→ PROBLEM TO SOLVE: Can you copy every line of the data below character for character, with no changes?

★ ★ ★

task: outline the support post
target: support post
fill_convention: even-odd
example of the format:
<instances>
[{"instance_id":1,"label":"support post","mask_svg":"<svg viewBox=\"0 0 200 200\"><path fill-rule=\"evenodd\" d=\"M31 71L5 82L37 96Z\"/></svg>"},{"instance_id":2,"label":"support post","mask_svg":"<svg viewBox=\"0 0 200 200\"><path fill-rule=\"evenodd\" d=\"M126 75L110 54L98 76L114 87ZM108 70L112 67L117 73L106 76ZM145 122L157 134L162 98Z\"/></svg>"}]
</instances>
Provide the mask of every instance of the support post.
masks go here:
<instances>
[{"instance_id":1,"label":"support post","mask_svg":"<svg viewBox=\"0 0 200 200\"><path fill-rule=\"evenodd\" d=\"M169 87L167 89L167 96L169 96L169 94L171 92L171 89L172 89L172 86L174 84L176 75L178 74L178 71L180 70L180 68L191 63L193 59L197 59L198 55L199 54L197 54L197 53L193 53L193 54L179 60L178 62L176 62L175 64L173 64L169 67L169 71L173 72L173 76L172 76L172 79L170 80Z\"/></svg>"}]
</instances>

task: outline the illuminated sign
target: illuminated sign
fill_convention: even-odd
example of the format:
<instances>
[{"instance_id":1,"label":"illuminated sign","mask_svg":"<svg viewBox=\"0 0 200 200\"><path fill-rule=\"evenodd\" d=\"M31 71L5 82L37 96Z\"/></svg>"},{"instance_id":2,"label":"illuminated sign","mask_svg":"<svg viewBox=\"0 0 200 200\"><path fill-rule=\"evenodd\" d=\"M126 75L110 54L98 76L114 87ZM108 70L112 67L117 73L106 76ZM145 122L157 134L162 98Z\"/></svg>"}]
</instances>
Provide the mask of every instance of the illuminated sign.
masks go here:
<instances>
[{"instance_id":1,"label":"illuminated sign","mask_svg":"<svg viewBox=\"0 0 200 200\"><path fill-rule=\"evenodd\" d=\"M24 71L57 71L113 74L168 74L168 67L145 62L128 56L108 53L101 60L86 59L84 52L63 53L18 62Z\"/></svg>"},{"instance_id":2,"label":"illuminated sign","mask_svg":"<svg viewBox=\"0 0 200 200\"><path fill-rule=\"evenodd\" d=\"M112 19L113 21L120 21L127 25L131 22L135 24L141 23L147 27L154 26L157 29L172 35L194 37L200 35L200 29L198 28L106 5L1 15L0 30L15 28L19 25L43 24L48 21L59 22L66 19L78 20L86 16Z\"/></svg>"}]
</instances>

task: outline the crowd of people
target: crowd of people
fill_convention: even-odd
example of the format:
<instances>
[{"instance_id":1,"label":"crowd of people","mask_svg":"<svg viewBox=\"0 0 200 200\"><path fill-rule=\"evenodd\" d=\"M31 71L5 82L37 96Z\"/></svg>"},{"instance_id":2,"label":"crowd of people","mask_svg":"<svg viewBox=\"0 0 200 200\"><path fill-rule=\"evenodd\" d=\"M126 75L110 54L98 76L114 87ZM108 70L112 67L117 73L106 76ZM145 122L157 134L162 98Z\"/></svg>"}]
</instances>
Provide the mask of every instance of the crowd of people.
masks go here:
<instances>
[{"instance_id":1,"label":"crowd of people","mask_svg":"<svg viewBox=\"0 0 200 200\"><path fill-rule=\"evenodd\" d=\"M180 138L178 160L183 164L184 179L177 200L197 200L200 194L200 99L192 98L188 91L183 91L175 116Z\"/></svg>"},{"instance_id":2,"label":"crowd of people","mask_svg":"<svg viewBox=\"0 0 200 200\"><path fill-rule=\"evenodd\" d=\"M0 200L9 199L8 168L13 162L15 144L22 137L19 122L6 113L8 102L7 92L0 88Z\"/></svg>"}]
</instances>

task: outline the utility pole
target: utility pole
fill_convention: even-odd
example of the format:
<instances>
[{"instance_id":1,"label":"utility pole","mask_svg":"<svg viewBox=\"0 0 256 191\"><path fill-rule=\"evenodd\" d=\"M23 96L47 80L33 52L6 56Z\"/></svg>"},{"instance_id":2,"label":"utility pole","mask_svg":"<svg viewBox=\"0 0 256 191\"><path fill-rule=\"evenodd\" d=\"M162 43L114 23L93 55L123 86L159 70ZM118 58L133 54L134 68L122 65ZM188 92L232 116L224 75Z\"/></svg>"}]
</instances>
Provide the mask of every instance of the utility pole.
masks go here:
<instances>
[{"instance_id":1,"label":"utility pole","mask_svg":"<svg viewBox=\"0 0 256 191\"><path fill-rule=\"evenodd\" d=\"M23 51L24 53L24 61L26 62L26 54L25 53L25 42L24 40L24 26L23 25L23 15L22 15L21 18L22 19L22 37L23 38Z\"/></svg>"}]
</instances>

★ ★ ★

→ WRITTEN RESPONSE:
task: outline the support post
target: support post
fill_convention: even-odd
example of the format:
<instances>
[{"instance_id":1,"label":"support post","mask_svg":"<svg viewBox=\"0 0 200 200\"><path fill-rule=\"evenodd\" d=\"M31 71L5 82L37 96Z\"/></svg>"},{"instance_id":2,"label":"support post","mask_svg":"<svg viewBox=\"0 0 200 200\"><path fill-rule=\"evenodd\" d=\"M126 75L110 54L98 76L114 87ZM108 70L112 67L117 73L106 76ZM145 122L157 134L162 98Z\"/></svg>"}]
</instances>
Provide the mask of every instance of the support post.
masks go here:
<instances>
[{"instance_id":1,"label":"support post","mask_svg":"<svg viewBox=\"0 0 200 200\"><path fill-rule=\"evenodd\" d=\"M169 87L167 89L167 96L169 96L169 94L171 92L171 89L172 89L172 86L174 84L176 75L178 74L178 71L180 70L180 68L191 63L193 59L197 59L198 55L199 54L197 54L197 53L193 53L193 54L179 60L178 62L176 62L175 64L173 64L169 67L169 71L173 72L173 76L172 76L172 79L170 80Z\"/></svg>"}]
</instances>

task: outline the illuminated sign
target: illuminated sign
fill_convention: even-odd
example of the format:
<instances>
[{"instance_id":1,"label":"illuminated sign","mask_svg":"<svg viewBox=\"0 0 200 200\"><path fill-rule=\"evenodd\" d=\"M31 71L5 82L37 96Z\"/></svg>"},{"instance_id":2,"label":"illuminated sign","mask_svg":"<svg viewBox=\"0 0 200 200\"><path fill-rule=\"evenodd\" d=\"M126 75L110 54L98 76L114 87ZM108 70L112 67L117 73L106 76ZM145 122L157 134L162 98Z\"/></svg>"}]
</instances>
Provide the mask of every instance of the illuminated sign.
masks go here:
<instances>
[{"instance_id":1,"label":"illuminated sign","mask_svg":"<svg viewBox=\"0 0 200 200\"><path fill-rule=\"evenodd\" d=\"M24 71L57 71L113 74L168 74L168 67L145 62L128 56L108 53L101 60L86 59L84 52L63 53L18 62Z\"/></svg>"},{"instance_id":2,"label":"illuminated sign","mask_svg":"<svg viewBox=\"0 0 200 200\"><path fill-rule=\"evenodd\" d=\"M112 19L113 21L120 21L127 25L131 22L135 24L141 23L147 27L154 26L157 29L172 35L194 37L200 35L200 29L198 28L106 5L1 15L0 30L15 28L19 25L43 24L48 21L59 22L66 19L78 20L86 16Z\"/></svg>"}]
</instances>

task: outline the crowd of people
target: crowd of people
fill_convention: even-odd
example of the format:
<instances>
[{"instance_id":1,"label":"crowd of people","mask_svg":"<svg viewBox=\"0 0 200 200\"><path fill-rule=\"evenodd\" d=\"M31 71L5 82L37 96Z\"/></svg>"},{"instance_id":2,"label":"crowd of people","mask_svg":"<svg viewBox=\"0 0 200 200\"><path fill-rule=\"evenodd\" d=\"M126 75L110 54L98 76L114 87ZM108 70L112 67L117 73L106 76ZM145 122L157 134L162 98Z\"/></svg>"}]
</instances>
Provide the mask of every instance of the crowd of people.
masks go here:
<instances>
[{"instance_id":1,"label":"crowd of people","mask_svg":"<svg viewBox=\"0 0 200 200\"><path fill-rule=\"evenodd\" d=\"M180 138L178 160L183 164L184 179L177 200L197 200L200 194L200 99L192 98L188 91L183 91L175 116Z\"/></svg>"},{"instance_id":2,"label":"crowd of people","mask_svg":"<svg viewBox=\"0 0 200 200\"><path fill-rule=\"evenodd\" d=\"M0 200L9 199L8 168L13 162L15 144L22 137L19 122L6 113L8 102L7 92L0 88Z\"/></svg>"}]
</instances>

task: outline the utility pole
target: utility pole
fill_convention: even-odd
example of the format:
<instances>
[{"instance_id":1,"label":"utility pole","mask_svg":"<svg viewBox=\"0 0 256 191\"><path fill-rule=\"evenodd\" d=\"M23 96L47 80L33 52L6 56Z\"/></svg>"},{"instance_id":2,"label":"utility pole","mask_svg":"<svg viewBox=\"0 0 256 191\"><path fill-rule=\"evenodd\" d=\"M162 43L114 23L93 55L123 86L159 70ZM118 58L133 54L134 68L122 65ZM188 92L232 116L224 75Z\"/></svg>"}]
</instances>
Provide the mask of every instance of the utility pole.
masks go here:
<instances>
[{"instance_id":1,"label":"utility pole","mask_svg":"<svg viewBox=\"0 0 256 191\"><path fill-rule=\"evenodd\" d=\"M23 51L24 53L24 61L26 62L26 54L25 53L25 42L24 40L24 26L23 25L23 15L22 15L21 18L22 19L22 37L23 38Z\"/></svg>"}]
</instances>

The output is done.